- [DATA]
_ _ _

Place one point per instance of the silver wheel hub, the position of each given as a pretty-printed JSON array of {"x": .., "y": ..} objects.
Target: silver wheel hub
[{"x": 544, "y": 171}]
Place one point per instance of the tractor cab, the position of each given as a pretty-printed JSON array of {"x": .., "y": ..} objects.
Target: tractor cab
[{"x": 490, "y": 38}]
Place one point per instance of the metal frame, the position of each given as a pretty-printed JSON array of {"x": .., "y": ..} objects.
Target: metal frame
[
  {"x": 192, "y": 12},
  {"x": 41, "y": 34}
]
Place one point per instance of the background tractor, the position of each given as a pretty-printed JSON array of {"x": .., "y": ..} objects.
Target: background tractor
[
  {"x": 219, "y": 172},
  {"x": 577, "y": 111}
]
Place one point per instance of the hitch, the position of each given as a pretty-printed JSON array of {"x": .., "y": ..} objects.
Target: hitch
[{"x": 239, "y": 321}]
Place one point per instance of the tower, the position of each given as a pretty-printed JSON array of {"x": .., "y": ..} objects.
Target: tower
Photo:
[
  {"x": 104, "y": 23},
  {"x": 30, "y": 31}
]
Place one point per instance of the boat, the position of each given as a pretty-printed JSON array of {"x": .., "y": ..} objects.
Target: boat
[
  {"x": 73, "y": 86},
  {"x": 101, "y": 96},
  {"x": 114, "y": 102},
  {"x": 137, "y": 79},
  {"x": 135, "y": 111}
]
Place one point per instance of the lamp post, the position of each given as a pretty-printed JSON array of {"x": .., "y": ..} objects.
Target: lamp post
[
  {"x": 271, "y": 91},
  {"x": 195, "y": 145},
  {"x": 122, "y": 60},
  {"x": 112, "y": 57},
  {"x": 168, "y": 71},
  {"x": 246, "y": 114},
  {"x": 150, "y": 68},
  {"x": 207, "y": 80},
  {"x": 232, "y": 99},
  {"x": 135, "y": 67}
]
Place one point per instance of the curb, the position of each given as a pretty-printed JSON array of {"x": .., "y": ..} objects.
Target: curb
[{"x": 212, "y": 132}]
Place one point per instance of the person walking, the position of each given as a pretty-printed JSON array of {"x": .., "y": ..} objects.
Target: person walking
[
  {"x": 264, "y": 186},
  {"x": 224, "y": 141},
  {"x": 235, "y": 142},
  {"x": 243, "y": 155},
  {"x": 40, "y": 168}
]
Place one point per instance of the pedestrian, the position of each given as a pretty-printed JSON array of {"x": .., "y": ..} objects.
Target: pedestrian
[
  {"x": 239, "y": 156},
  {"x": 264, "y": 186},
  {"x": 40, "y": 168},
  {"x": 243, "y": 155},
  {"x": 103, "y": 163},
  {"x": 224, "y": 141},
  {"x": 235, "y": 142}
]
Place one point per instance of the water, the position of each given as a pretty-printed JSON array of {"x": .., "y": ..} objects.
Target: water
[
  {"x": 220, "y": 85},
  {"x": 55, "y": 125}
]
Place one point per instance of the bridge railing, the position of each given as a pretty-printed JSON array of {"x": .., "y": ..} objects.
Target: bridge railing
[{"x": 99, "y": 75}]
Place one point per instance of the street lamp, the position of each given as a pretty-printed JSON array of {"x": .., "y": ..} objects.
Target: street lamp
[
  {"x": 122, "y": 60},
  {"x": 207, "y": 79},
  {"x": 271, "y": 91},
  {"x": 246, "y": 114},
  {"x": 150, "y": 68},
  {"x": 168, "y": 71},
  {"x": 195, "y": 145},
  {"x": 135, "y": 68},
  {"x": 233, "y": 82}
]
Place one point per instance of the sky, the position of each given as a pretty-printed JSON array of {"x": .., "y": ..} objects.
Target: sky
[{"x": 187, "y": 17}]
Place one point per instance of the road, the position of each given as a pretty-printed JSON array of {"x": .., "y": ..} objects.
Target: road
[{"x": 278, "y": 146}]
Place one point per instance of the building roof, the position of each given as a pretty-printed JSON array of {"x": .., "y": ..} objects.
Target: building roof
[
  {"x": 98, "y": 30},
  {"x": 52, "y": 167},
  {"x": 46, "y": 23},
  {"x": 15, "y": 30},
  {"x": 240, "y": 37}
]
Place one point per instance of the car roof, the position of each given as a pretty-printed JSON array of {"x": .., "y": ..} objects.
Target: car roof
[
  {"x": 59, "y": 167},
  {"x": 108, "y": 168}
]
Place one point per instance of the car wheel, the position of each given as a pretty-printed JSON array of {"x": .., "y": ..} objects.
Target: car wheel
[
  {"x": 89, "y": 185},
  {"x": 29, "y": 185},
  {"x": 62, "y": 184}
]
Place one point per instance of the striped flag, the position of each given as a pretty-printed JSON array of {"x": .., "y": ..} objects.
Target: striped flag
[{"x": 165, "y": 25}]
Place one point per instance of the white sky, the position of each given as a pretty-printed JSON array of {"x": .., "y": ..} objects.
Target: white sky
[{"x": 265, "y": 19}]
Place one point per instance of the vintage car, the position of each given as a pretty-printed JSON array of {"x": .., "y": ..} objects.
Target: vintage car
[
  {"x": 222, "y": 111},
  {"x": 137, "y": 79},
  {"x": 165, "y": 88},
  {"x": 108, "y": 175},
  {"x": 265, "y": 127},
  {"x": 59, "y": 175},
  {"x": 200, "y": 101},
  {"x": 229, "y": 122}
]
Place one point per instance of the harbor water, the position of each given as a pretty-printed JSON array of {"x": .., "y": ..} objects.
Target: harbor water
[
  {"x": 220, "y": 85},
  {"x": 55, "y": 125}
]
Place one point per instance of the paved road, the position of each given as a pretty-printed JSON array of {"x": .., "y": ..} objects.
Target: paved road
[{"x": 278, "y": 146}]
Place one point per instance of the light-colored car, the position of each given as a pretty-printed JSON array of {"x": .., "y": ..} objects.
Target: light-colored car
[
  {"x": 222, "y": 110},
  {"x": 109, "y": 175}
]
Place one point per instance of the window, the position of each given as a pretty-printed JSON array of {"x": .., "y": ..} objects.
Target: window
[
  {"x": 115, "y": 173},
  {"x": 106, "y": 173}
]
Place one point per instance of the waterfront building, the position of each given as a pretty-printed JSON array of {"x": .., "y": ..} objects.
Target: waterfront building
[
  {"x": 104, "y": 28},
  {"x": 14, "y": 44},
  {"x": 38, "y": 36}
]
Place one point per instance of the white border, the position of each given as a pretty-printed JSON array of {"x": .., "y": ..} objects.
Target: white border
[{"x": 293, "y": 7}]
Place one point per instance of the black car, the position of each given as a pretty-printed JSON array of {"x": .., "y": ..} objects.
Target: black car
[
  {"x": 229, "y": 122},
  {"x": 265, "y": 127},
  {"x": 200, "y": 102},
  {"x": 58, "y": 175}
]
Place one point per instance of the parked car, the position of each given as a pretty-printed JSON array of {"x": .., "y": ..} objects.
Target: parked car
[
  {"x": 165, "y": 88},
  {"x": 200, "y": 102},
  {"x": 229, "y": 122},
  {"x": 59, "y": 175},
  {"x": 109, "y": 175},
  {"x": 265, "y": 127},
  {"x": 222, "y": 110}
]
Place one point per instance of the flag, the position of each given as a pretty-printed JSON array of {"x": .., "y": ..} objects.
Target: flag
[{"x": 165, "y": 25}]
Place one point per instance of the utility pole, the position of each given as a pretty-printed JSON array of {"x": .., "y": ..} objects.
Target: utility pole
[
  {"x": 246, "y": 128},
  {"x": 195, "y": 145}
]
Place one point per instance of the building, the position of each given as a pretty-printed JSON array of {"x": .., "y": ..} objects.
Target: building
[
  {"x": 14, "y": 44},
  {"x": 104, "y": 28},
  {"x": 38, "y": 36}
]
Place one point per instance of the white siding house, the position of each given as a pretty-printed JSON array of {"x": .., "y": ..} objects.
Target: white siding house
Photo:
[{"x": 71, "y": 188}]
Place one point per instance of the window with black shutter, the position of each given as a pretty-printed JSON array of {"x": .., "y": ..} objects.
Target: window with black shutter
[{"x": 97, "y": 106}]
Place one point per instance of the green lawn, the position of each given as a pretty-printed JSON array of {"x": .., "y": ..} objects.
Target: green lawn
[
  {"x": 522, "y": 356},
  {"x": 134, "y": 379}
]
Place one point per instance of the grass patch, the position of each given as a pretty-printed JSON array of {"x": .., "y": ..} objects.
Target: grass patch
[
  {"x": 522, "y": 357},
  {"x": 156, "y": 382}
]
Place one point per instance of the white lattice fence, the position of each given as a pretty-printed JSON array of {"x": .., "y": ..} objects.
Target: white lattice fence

_ _ _

- [INSTRUCTIONS FOR THE TASK] Find all lines in the records that hold the word "house". Copy them.

- [ANSWER FOR THIS EXERCISE]
Place one point per instance of the white siding house, the position of each given as a pretty-printed JSON array of {"x": .., "y": ..} objects.
Target: white siding house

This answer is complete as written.